BRIEF:
Reproduce the lines below, changing each occurrence of "thickest" to "widest" and leaving everything else as it is.

EXERCISE MATERIALS:
_____
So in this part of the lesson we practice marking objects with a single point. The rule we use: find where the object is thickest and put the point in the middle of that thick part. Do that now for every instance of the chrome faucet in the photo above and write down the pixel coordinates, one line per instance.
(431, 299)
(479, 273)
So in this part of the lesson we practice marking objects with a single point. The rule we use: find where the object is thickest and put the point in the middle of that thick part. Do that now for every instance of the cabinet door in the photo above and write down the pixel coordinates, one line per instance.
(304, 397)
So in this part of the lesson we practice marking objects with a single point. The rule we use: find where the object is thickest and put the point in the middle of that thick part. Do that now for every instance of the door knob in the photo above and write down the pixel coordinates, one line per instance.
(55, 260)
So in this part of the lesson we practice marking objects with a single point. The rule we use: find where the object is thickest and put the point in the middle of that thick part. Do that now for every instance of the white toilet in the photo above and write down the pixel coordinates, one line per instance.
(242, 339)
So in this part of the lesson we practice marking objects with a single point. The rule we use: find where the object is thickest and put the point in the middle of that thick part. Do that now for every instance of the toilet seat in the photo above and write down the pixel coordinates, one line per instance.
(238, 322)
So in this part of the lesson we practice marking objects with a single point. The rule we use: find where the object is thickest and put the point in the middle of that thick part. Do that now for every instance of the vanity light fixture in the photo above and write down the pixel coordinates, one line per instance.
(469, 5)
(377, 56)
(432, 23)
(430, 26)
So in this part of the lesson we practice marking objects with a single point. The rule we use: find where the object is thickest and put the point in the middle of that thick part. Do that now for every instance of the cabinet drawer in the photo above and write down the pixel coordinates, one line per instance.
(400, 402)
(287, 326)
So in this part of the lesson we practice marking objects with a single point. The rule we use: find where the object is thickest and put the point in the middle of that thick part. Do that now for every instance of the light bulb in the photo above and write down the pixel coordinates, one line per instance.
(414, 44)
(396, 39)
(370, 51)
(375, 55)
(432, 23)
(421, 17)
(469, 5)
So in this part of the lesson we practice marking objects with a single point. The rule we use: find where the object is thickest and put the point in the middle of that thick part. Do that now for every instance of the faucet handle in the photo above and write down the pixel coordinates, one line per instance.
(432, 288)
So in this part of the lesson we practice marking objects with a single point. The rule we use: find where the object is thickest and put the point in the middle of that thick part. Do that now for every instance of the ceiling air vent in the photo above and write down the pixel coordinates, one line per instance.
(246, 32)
_____
TASK SOLUTION:
So in this part of the lesson we practice marking objects with a single point. The rule we use: find where the object is widest and put the point in the middle of that thick part. Do that now for every instance of the chrome faucet in the photo above and write down the pixel coordinates, one line per instance.
(431, 299)
(479, 273)
So in this part of the lesson we practice marking objects with a single point. The rule we use: find where the object is widest and put the point in the middle of that thick part. Do that now for every instance of the cabinet door in the photo above and write down the pixel coordinates, one line per instance.
(304, 397)
So in this part of the lesson we practice marking objects with a single point. The rule we use: find where the object is widest and put the point in the middle of that thick part. Do that now for every instance of the door knob in the photo above and write down the pixel coordinates, one line per instance.
(55, 260)
So in this part of the lesson we practice marking objects with a single point. The rule we use: find where the object is widest and put the point in the middle of that thick part. Do that now for every instance of the white toilet in the photo above and write down the pixel coordinates, one line per instance.
(242, 339)
So in this part of the lesson we practice marking objects with a single point. The rule we use: find where the object is widest and put the point in the middle of that thick part. Do that now for every instance of the toilet seat in the photo above and write down the pixel coordinates, one line per instance.
(238, 322)
So in this part of the lesson we practice marking objects with a single point. The rule we use: find where the object is widest and put the point in the middle of that thick part. Do that now for every instance of the vanity light fixture in the photo above and write down the pixel coordinates, one line per instance.
(469, 5)
(377, 56)
(432, 23)
(430, 26)
So in this part of the lesson we practice marking objects with a single point. The rule we use: find where the object is widest and put the point in the middle of that thick part. Do that now for every instance of the cabinet drawer in the photo above and write down the pixel coordinates, one line per instance.
(400, 402)
(287, 326)
So in this part of the lesson we practice marking objects with a single point. The rule we use: find where the object is widest and put the point in the middle of that thick part. Do that now for every instance of the light bulb in the photo above and write down the pixel coordinates, one line per instance.
(414, 44)
(396, 39)
(370, 51)
(375, 55)
(432, 23)
(421, 17)
(469, 5)
So in this part of the lesson we practice marking objects with a single point. The rule we use: find where the object is widest and put the point in the middle of that thick part. Do that now for every instance of the faucet handle in the photo above and write down the pixel coordinates, one line per instance.
(432, 288)
So in this part of the lesson we practice marking objects with a single point. The rule we use: find where the object is widest and put the point in the middle of that thick part. Do that now for every instance of the ceiling air vent in the photo above and write down the pixel coordinates, one line per instance.
(246, 32)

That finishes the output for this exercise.